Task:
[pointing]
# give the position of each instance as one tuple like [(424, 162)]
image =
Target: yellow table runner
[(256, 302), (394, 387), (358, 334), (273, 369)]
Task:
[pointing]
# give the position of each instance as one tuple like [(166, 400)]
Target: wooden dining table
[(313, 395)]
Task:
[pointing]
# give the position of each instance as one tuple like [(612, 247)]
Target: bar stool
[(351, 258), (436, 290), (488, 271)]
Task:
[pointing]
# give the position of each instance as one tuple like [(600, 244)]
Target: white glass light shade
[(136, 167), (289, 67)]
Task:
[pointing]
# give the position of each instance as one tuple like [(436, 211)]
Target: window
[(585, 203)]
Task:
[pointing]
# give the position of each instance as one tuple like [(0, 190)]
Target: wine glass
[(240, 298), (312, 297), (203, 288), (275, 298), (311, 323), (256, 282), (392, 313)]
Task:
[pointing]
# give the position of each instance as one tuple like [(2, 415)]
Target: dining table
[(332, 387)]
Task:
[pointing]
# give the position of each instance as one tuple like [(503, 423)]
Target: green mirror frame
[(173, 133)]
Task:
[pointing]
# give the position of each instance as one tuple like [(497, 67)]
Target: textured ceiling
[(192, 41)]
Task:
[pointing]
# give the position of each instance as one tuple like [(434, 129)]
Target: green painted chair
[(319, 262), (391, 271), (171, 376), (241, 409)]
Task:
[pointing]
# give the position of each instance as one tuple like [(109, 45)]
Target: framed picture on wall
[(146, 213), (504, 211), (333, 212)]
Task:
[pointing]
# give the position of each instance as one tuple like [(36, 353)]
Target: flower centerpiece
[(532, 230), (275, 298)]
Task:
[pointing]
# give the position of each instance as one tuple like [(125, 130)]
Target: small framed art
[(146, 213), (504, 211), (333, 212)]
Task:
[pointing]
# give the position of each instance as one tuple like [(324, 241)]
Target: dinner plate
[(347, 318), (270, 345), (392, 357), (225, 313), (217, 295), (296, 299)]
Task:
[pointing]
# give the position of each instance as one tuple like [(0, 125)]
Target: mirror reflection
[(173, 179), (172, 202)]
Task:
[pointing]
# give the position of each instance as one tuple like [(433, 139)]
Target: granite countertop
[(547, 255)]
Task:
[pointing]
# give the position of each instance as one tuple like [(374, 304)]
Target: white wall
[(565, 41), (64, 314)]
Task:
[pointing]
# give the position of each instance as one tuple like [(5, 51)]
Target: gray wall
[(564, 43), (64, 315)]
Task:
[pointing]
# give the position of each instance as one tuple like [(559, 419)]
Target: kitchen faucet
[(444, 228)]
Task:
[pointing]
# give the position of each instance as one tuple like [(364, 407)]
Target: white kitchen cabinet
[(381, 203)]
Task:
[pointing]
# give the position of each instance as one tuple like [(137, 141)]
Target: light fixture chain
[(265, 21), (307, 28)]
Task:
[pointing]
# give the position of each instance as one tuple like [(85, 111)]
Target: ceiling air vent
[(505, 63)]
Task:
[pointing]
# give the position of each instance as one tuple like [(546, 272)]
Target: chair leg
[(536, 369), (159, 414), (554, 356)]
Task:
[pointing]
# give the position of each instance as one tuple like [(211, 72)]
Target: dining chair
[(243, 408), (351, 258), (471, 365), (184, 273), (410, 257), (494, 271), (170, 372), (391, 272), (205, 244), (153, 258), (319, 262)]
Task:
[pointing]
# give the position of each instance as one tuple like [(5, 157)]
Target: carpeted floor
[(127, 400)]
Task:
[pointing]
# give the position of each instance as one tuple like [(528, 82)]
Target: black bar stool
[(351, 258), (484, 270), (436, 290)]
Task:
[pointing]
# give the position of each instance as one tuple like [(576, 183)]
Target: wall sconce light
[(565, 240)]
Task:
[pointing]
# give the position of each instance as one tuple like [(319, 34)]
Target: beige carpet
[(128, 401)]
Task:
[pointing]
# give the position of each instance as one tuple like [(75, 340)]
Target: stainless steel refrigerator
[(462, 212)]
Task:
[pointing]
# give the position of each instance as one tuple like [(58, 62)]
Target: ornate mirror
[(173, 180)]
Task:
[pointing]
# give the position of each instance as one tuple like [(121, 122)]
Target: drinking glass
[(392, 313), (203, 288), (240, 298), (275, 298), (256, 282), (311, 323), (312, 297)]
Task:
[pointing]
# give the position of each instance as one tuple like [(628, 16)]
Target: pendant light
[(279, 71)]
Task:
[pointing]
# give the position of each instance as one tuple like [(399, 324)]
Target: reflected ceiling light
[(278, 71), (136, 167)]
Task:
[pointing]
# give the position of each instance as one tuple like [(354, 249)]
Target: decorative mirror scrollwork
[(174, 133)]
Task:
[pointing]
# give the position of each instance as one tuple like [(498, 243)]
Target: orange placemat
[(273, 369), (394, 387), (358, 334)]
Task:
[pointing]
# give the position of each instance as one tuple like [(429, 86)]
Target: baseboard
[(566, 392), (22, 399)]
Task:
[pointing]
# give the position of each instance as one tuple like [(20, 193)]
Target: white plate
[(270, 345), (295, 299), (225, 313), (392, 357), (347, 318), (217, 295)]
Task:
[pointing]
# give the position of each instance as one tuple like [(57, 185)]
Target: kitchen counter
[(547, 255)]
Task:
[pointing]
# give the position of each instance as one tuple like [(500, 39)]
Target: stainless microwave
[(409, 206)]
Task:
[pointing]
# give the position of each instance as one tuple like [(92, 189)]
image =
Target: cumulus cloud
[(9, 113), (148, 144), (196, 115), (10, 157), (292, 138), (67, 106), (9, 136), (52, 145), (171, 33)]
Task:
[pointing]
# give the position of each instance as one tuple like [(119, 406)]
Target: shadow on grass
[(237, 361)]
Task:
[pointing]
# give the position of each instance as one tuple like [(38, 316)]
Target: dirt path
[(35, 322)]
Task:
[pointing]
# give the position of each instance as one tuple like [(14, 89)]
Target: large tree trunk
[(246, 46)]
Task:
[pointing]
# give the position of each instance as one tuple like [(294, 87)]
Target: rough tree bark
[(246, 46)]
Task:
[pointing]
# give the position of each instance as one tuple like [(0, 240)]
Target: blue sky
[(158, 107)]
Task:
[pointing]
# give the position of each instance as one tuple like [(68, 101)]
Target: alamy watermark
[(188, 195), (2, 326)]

- Exercise description -
Turn every line of the records above into a JSON array of strings, one string per line, and leave out any blank lines.

- Complete output -
[
  "Task:",
  "[pointing]",
  "# give the position of each instance as one tuple like [(424, 162)]",
  "image =",
  "Target: yellow table runner",
  "[(256, 302), (394, 387), (358, 334), (273, 369)]",
  "Task:",
  "[pointing]",
  "# give the position of each instance as one tuple like [(166, 400)]",
  "Target: wooden dining table",
  "[(313, 395)]",
  "Task:",
  "[pointing]",
  "# give the position of each instance as one tuple like [(612, 247)]",
  "Target: bar stool",
  "[(351, 258), (436, 290), (488, 271)]",
  "Task:",
  "[pointing]",
  "# give the position of each instance as one tuple like [(600, 244)]",
  "Target: white glass light shade",
  "[(136, 167), (289, 67)]",
  "Task:",
  "[pointing]",
  "# give the position of each instance as one tuple like [(436, 211)]",
  "Target: window",
  "[(585, 203)]",
  "Task:",
  "[pointing]",
  "# give the position of each instance as one tuple like [(0, 190)]",
  "Target: wine glass",
  "[(240, 298), (312, 297), (203, 288), (275, 298), (311, 323), (256, 282), (392, 313)]",
  "Task:",
  "[pointing]",
  "# give the position of each instance as one tuple like [(2, 415)]",
  "Target: dining table",
  "[(332, 387)]",
  "Task:",
  "[pointing]",
  "# give the position of each instance as one tuple like [(503, 423)]",
  "Target: green mirror frame",
  "[(173, 133)]",
  "Task:",
  "[pointing]",
  "# give the position of each instance as one tuple like [(497, 67)]",
  "Target: textured ceiling",
  "[(192, 41)]",
  "Task:",
  "[pointing]",
  "# give the position of each instance as one tuple like [(434, 129)]",
  "Target: green painted chair",
  "[(319, 262), (391, 271), (171, 376), (241, 409)]",
  "Task:",
  "[pointing]",
  "# give the position of each instance as one tuple like [(109, 45)]",
  "Target: framed picture on wall",
  "[(146, 213), (504, 211), (333, 212)]",
  "Task:",
  "[pointing]",
  "# give the position of each instance as one tuple like [(36, 353)]",
  "Target: flower centerpiece",
  "[(532, 230), (275, 298)]",
  "Task:",
  "[pointing]",
  "# give the position of each instance as one tuple like [(125, 130)]",
  "Target: small framed art",
  "[(146, 213), (504, 211), (333, 212)]",
  "Task:",
  "[pointing]",
  "# give the position of each instance as one tuple like [(324, 241)]",
  "Target: dinner plate",
  "[(347, 318), (270, 345), (392, 357), (225, 313), (217, 295), (296, 299)]",
  "Task:",
  "[pointing]",
  "# give the position of each instance as one tuple like [(0, 125)]",
  "Target: mirror reflection",
  "[(173, 179), (172, 202)]",
  "Task:",
  "[pointing]",
  "# give the position of each instance as one tuple like [(433, 139)]",
  "Target: granite countertop",
  "[(547, 255)]",
  "Task:",
  "[pointing]",
  "# give the position of each instance as one tuple like [(374, 304)]",
  "Target: white wall",
  "[(565, 41), (64, 314)]",
  "Task:",
  "[pointing]",
  "# give the position of each instance as one tuple like [(5, 51)]",
  "Target: gray wall",
  "[(564, 43), (64, 315)]",
  "Task:",
  "[pointing]",
  "# give the position of each instance as one tuple like [(559, 419)]",
  "Target: kitchen faucet",
  "[(444, 228)]",
  "Task:",
  "[pointing]",
  "# give the position of each instance as one tuple like [(364, 407)]",
  "Target: white kitchen cabinet",
  "[(381, 203)]",
  "Task:",
  "[pointing]",
  "# give the position of each instance as one tuple like [(137, 141)]",
  "Target: light fixture chain",
  "[(265, 21), (307, 28)]",
  "Task:",
  "[pointing]",
  "# give the position of each instance as one tuple like [(85, 111)]",
  "Target: ceiling air vent",
  "[(505, 63)]",
  "Task:",
  "[pointing]",
  "# give the position of each instance as one tuple like [(546, 272)]",
  "Target: chair leg",
  "[(536, 369), (159, 414), (554, 356)]",
  "Task:",
  "[pointing]",
  "# give the position of each instance as one tuple like [(211, 72)]",
  "Target: dining chair",
  "[(243, 408), (351, 258), (471, 365), (184, 273), (410, 257), (494, 271), (170, 372), (391, 272), (205, 244), (153, 258), (319, 262)]",
  "Task:",
  "[pointing]",
  "# give the position of each instance as one tuple like [(5, 157)]",
  "Target: carpeted floor",
  "[(127, 400)]",
  "Task:",
  "[pointing]",
  "# give the position of each instance as one tuple like [(528, 82)]",
  "Target: black bar stool",
  "[(351, 258), (484, 270), (436, 290)]",
  "Task:",
  "[pointing]",
  "# give the position of each instance as one tuple like [(576, 183)]",
  "Target: wall sconce light",
  "[(565, 240)]",
  "Task:",
  "[pointing]",
  "# give the position of each instance as one tuple like [(319, 34)]",
  "Target: beige carpet",
  "[(128, 401)]",
  "Task:",
  "[pointing]",
  "# give the position of each instance as one tuple like [(75, 340)]",
  "Target: stainless steel refrigerator",
  "[(462, 212)]",
  "Task:",
  "[pointing]",
  "# give the position of each instance as one tuple like [(58, 62)]",
  "Target: ornate mirror",
  "[(173, 180)]",
  "Task:",
  "[pointing]",
  "# give the position of each instance as one tuple like [(121, 122)]",
  "Target: drinking glass",
  "[(392, 313), (203, 288), (240, 298), (275, 298), (256, 282), (311, 323), (312, 297)]",
  "Task:",
  "[pointing]",
  "# give the position of each instance as one tuple like [(628, 16)]",
  "Target: pendant light",
  "[(279, 71)]",
  "Task:",
  "[pointing]",
  "# give the position of each instance as one tuple like [(399, 324)]",
  "Target: reflected ceiling light",
  "[(278, 71), (136, 167)]",
  "Task:",
  "[pointing]",
  "# give the position of each instance as one tuple like [(354, 249)]",
  "Target: decorative mirror scrollwork",
  "[(174, 133)]",
  "Task:",
  "[pointing]",
  "# give the position of each instance as one tuple like [(498, 243)]",
  "Target: orange placemat",
  "[(273, 369), (394, 387), (358, 334)]",
  "Task:",
  "[pointing]",
  "# give the position of each instance as one tuple like [(429, 86)]",
  "Target: baseboard",
  "[(566, 392), (22, 399)]",
  "Task:",
  "[pointing]",
  "# give the position of each instance as one tuple like [(20, 193)]",
  "Target: white plate",
  "[(270, 345), (295, 299), (225, 313), (392, 357), (347, 318), (217, 295)]",
  "Task:",
  "[pointing]",
  "# give the position of each instance as one tuple like [(57, 185)]",
  "Target: kitchen counter",
  "[(547, 255)]",
  "Task:",
  "[pointing]",
  "# give the position of each instance as one tuple like [(500, 39)]",
  "Target: stainless microwave",
  "[(409, 206)]",
  "Task:",
  "[pointing]",
  "# give the position of each instance as one tuple like [(92, 189)]",
  "image =",
  "Target: cumulus cloud",
  "[(9, 113), (148, 144), (196, 115), (10, 157), (292, 138), (67, 106), (9, 136), (52, 145), (171, 33)]",
  "Task:",
  "[pointing]",
  "# give the position of each instance as one tuple like [(119, 406)]",
  "Target: shadow on grass",
  "[(237, 361)]",
  "Task:",
  "[pointing]",
  "# give the position of each instance as one tuple like [(38, 316)]",
  "Target: dirt path",
  "[(35, 322)]",
  "Task:",
  "[pointing]",
  "# give the position of each instance as one tuple like [(14, 89)]",
  "Target: large tree trunk",
  "[(246, 46)]",
  "Task:",
  "[pointing]",
  "# give the position of each instance as one tuple like [(294, 87)]",
  "Target: rough tree bark",
  "[(246, 46)]",
  "Task:",
  "[pointing]",
  "# give the position of each instance as one tuple like [(0, 240)]",
  "Target: blue sky",
  "[(158, 107)]",
  "Task:",
  "[pointing]",
  "# give the position of each instance as one tuple like [(68, 101)]",
  "Target: alamy watermark",
  "[(188, 195), (2, 326)]"
]